▶ **Information shown**
========================================
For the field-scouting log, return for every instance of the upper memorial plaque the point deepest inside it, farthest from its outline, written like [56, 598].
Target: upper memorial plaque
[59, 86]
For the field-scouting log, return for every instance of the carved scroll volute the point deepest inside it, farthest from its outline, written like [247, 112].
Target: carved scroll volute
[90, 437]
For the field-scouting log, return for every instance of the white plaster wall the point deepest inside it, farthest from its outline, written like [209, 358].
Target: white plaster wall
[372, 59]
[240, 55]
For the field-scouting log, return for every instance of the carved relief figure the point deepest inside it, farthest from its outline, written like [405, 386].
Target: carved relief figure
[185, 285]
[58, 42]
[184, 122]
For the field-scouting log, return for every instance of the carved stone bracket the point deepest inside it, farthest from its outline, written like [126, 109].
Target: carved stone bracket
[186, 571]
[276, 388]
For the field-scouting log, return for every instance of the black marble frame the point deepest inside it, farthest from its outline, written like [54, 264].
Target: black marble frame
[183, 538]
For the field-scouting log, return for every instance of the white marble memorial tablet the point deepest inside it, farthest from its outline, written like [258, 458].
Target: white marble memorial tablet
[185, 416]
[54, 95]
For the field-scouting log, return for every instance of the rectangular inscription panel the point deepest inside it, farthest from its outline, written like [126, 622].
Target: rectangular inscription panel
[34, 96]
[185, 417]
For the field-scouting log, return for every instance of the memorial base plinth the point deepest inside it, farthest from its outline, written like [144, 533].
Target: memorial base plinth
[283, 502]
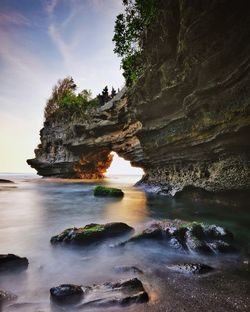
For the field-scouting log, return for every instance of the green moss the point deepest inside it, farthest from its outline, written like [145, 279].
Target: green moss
[93, 229]
[108, 191]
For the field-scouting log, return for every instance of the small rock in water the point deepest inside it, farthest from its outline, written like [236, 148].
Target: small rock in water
[6, 181]
[67, 293]
[91, 233]
[13, 262]
[108, 191]
[188, 237]
[190, 268]
[6, 296]
[110, 294]
[127, 269]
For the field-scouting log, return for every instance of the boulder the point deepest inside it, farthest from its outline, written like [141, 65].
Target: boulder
[91, 233]
[13, 262]
[191, 268]
[108, 191]
[127, 269]
[6, 296]
[6, 181]
[121, 293]
[67, 293]
[188, 237]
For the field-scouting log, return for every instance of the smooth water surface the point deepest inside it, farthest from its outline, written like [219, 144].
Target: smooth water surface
[34, 209]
========================================
▶ **What is expected**
All of the entries above should be copied exactly, except for the pictures.

▶ **Response below**
For the field-scouting log, return for every instance of the upper memorial plaque the point deepest inside it, farthest from its outline, written like [56, 598].
Target: upper memorial plaque
[59, 86]
For the field-scouting log, return for every instance of the carved scroll volute the point deepest inside it, farthest from its outline, written like [247, 112].
Target: carved scroll volute
[90, 437]
For the field-scouting log, return for every instance of the white plaster wall the point deepest inside it, farthest from its outline, written like [209, 358].
Target: white plaster wall
[372, 59]
[240, 55]
For the field-scouting log, return for every instance of the carved relief figure the point deepest inside it, farthest from its outline, written like [405, 386].
Target: carved relief figure
[185, 285]
[58, 42]
[184, 122]
For the field-scouting log, return for every instance of the carved stone bracket the point deepest inside it, farthest from its outline, written like [126, 109].
Target: carved stone bracket
[186, 571]
[276, 388]
For the field-scouting log, return for every instance of the black marble frame the point deepest inside it, farthest from its outline, written like [54, 264].
Target: black marble frame
[183, 538]
For the field-scouting log, return for every instance of the white marble memorial tablet the point deepest inside it, farthest from its outline, written like [258, 458].
Target: white marble memorial tablet
[185, 416]
[54, 95]
For the field-scouting log, return for every instance of the rectangular inscription panel the point deepest inside it, farthest from its outline, written like [126, 622].
Target: rectangular inscription panel
[34, 96]
[185, 417]
For the field-scouting log, return for every instance of the memorial base plinth the point deepest inside it, farthest from its outline, written like [144, 533].
Target: memorial base plinth
[283, 502]
For the field-scouting log, return for every instance of the green moss the point deepest inside it, farthest from its outline, written like [145, 279].
Target: green moss
[93, 229]
[108, 191]
For the field-scouting log, return for every instance of the small rock in water the point deepest inside it, farthest from its outline, written like [236, 148].
Target: small rock in water
[6, 181]
[67, 293]
[91, 233]
[13, 262]
[108, 191]
[188, 237]
[190, 268]
[6, 296]
[110, 294]
[127, 269]
For the field-scouting log, return for every instance of the boulder the point deepest inside it, farthest from its outline, written like [141, 65].
Target: boulder
[91, 233]
[13, 262]
[191, 268]
[108, 191]
[127, 269]
[6, 296]
[6, 181]
[121, 293]
[67, 293]
[188, 237]
For the field-scouting log, return for every instance of the smooth water surface the point deepest inside it, farthest from its outline, written like [219, 144].
Target: smooth water surface
[34, 209]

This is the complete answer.